___ Records for this task
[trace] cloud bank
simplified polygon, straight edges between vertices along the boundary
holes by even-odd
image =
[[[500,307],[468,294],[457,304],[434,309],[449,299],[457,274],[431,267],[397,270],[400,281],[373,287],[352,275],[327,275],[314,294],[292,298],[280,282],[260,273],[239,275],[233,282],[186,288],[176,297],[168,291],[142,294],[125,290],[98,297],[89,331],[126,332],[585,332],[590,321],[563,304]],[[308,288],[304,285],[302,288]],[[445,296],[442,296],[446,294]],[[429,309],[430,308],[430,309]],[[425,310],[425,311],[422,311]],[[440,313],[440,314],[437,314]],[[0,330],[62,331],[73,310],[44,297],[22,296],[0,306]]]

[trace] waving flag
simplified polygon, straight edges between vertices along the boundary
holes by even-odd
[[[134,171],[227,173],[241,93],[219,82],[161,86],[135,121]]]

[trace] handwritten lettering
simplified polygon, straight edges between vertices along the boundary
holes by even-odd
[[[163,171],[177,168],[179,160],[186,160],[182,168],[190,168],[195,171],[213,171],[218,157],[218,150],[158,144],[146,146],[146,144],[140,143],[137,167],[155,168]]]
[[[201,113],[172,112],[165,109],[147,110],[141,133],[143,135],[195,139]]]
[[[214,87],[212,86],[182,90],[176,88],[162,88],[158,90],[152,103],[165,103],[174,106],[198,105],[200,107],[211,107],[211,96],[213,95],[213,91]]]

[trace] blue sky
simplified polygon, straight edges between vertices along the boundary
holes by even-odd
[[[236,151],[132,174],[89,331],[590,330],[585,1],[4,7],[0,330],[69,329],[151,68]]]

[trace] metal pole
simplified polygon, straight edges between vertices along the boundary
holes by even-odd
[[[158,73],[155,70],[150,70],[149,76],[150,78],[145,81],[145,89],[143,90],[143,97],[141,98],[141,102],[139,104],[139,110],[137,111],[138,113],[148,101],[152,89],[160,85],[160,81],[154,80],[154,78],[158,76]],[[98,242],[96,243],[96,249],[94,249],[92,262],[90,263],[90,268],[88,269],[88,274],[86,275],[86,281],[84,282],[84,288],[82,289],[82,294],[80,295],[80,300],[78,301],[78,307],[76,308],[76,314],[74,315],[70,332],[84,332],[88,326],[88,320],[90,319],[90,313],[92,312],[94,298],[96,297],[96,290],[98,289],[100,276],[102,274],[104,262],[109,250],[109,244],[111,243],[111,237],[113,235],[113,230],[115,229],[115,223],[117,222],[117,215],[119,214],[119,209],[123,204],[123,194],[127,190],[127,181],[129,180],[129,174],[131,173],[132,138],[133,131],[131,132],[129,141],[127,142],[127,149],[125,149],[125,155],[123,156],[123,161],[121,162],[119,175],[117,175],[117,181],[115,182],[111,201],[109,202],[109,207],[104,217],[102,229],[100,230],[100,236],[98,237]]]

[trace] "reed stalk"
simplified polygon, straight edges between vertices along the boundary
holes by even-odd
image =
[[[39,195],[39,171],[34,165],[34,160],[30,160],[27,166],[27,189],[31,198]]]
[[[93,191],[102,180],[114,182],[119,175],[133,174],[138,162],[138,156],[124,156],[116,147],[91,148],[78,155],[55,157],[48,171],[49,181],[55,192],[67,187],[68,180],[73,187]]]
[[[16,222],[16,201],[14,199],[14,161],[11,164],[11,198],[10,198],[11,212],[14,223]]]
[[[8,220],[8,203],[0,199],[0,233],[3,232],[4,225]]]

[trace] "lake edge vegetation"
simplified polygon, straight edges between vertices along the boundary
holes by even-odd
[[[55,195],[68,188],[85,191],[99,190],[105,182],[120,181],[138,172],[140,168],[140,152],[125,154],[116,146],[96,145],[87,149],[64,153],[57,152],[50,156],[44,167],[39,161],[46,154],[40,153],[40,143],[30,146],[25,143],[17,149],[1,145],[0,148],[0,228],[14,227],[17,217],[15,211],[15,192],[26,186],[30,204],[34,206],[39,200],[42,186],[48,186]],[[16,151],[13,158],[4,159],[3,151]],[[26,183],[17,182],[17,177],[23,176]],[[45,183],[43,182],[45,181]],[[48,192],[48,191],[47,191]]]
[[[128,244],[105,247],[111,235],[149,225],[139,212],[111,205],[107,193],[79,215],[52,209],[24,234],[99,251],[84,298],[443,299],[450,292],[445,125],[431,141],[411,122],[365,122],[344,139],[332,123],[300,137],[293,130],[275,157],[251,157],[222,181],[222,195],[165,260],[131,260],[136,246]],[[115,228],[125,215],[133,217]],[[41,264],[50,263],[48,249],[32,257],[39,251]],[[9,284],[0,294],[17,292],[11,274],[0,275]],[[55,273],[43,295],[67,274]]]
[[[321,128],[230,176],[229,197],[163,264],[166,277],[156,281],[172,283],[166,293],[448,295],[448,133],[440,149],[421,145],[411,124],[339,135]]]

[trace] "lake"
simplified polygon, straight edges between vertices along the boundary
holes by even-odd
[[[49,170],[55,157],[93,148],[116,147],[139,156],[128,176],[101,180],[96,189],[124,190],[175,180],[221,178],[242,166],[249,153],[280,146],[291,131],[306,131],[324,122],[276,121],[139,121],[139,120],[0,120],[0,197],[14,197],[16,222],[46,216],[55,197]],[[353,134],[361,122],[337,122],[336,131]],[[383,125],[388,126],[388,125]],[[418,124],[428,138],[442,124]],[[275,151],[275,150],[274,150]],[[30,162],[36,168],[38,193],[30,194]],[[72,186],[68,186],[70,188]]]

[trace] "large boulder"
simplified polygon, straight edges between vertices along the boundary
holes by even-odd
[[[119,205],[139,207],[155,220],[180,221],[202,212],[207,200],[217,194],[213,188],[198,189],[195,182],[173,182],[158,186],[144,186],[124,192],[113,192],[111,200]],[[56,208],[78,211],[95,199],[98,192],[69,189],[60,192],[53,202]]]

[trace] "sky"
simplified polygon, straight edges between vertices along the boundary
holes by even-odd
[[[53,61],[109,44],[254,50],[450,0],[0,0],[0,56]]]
______
→ **Activity**: Give back the whole listing above, identical in every line.

→ **Answer**:
[trace] cloud bank
simplified polygon, straight edges between vertices along the boundary
holes by even-odd
image =
[[[500,307],[468,294],[457,304],[434,309],[449,299],[457,274],[431,267],[397,270],[400,281],[373,287],[352,275],[327,275],[314,294],[292,298],[280,282],[260,273],[239,275],[233,282],[186,288],[176,297],[168,291],[142,294],[125,290],[98,297],[89,331],[126,332],[585,332],[590,321],[563,304]],[[308,288],[304,285],[302,288]],[[445,296],[442,296],[446,294]],[[429,309],[430,308],[430,309]],[[425,310],[425,311],[422,311]],[[440,313],[440,314],[437,314]],[[0,330],[62,331],[73,310],[44,297],[22,296],[0,306]]]

[trace] waving flag
simplified polygon, straight edges between vertices along the boundary
holes by even-odd
[[[134,171],[227,173],[241,93],[219,82],[161,86],[135,121]]]

[trace] handwritten lettering
simplified polygon, straight edges between vertices along the boundary
holes by even-odd
[[[163,171],[177,168],[179,160],[186,160],[182,168],[190,168],[195,171],[213,171],[218,157],[218,150],[158,144],[146,146],[146,144],[140,143],[137,167],[155,168]]]
[[[201,113],[172,112],[165,109],[147,110],[141,133],[143,135],[195,139]]]
[[[214,87],[212,86],[182,90],[176,88],[162,88],[158,90],[152,103],[165,103],[174,106],[198,105],[200,107],[211,107],[211,96],[213,95],[213,91]]]

[trace] blue sky
simplified polygon, straight edges between vertices along the boundary
holes by even-odd
[[[236,151],[132,174],[89,331],[590,330],[585,1],[4,7],[0,330],[69,329],[151,68]]]

[trace] metal pole
simplified polygon, straight edges between vertices along the boundary
holes by even-odd
[[[158,73],[155,70],[150,70],[149,76],[150,78],[145,81],[145,89],[143,90],[143,97],[141,98],[141,102],[139,104],[139,110],[137,111],[138,113],[148,101],[152,89],[160,85],[160,81],[154,80],[154,78],[158,76]],[[98,242],[96,243],[96,249],[94,249],[92,262],[90,263],[90,268],[88,269],[88,274],[86,275],[86,281],[84,282],[84,288],[82,289],[82,294],[80,295],[80,300],[78,301],[78,307],[76,308],[76,314],[74,315],[70,332],[84,332],[88,326],[88,320],[90,319],[90,313],[92,312],[94,298],[96,297],[96,290],[98,289],[100,276],[102,274],[104,262],[109,250],[109,244],[111,243],[111,237],[113,235],[113,230],[115,229],[115,223],[117,222],[117,215],[119,214],[119,209],[123,204],[123,194],[127,190],[127,181],[129,180],[129,174],[131,173],[132,138],[133,131],[131,132],[129,141],[127,142],[127,149],[125,149],[125,155],[123,156],[123,161],[121,162],[119,175],[117,175],[117,181],[115,182],[111,201],[109,202],[109,207],[104,217],[102,229],[100,230],[100,236],[98,237]]]

[trace] "reed stalk"
simplified polygon, straight edges between vertices along the boundary
holes by even-odd
image =
[[[39,195],[39,171],[34,165],[34,160],[30,160],[27,166],[27,189],[31,198]]]
[[[93,191],[102,180],[114,182],[119,175],[133,174],[138,162],[138,156],[124,156],[116,147],[91,148],[78,155],[55,157],[48,171],[49,181],[55,192],[67,187],[68,180],[73,187]]]
[[[16,222],[16,201],[14,199],[14,161],[11,164],[11,198],[10,198],[11,212],[14,223]]]
[[[8,220],[8,203],[0,199],[0,233],[3,232],[4,225]]]

[trace] "lake edge vegetation"
simplified polygon, straight edges between vertices along the boundary
holes by even-odd
[[[55,195],[68,188],[85,191],[99,190],[105,182],[120,181],[138,172],[140,168],[140,152],[125,154],[116,146],[96,145],[87,149],[64,153],[57,152],[50,156],[44,167],[39,161],[46,154],[40,153],[40,143],[30,146],[25,143],[17,149],[1,145],[0,148],[0,228],[14,227],[17,217],[15,211],[15,192],[26,186],[30,204],[34,206],[39,200],[42,186],[48,186]],[[16,151],[13,158],[4,159],[3,151]],[[26,183],[17,182],[17,177],[23,176]],[[45,183],[43,182],[45,181]],[[48,192],[48,191],[47,191]]]
[[[128,244],[105,247],[111,235],[149,225],[139,212],[111,205],[107,193],[79,215],[52,209],[24,234],[99,251],[84,298],[443,299],[450,292],[445,125],[431,141],[411,122],[365,122],[344,139],[332,123],[300,137],[293,130],[275,157],[251,157],[222,181],[222,195],[165,260],[131,260],[136,246]],[[115,228],[125,215],[133,217]],[[41,264],[50,263],[48,249],[32,257],[39,251]],[[9,284],[0,294],[17,292],[11,274],[0,275]],[[55,273],[43,295],[67,274]]]
[[[321,128],[230,176],[229,197],[163,264],[166,277],[156,281],[172,283],[166,293],[448,295],[448,133],[440,149],[421,145],[411,124],[339,135]]]

[trace] "lake"
simplified polygon, straight edges between vertices along the boundary
holes by even-odd
[[[49,170],[55,157],[93,148],[116,147],[139,156],[128,176],[101,180],[96,189],[124,190],[175,180],[221,178],[242,166],[249,153],[280,146],[291,131],[306,131],[324,122],[276,121],[139,121],[139,120],[0,120],[0,197],[14,197],[16,222],[46,216],[55,197]],[[353,134],[361,122],[337,122],[336,131]],[[383,125],[388,126],[388,125]],[[418,124],[428,138],[442,124]],[[275,151],[275,150],[274,150]],[[30,162],[36,168],[38,193],[30,194]],[[72,186],[68,186],[70,188]]]

[trace] "large boulder"
simplified polygon, straight edges between vertices along the boundary
holes by even-odd
[[[119,205],[139,207],[155,220],[180,221],[202,212],[207,200],[217,194],[213,188],[198,189],[195,182],[173,182],[158,186],[144,186],[124,192],[113,192],[111,200]],[[56,208],[78,211],[95,199],[98,192],[69,189],[60,192],[53,202]]]

[trace] "sky"
simplified polygon, straight edges between vertices along the boundary
holes by even-odd
[[[53,61],[109,44],[254,50],[450,0],[0,0],[0,56]]]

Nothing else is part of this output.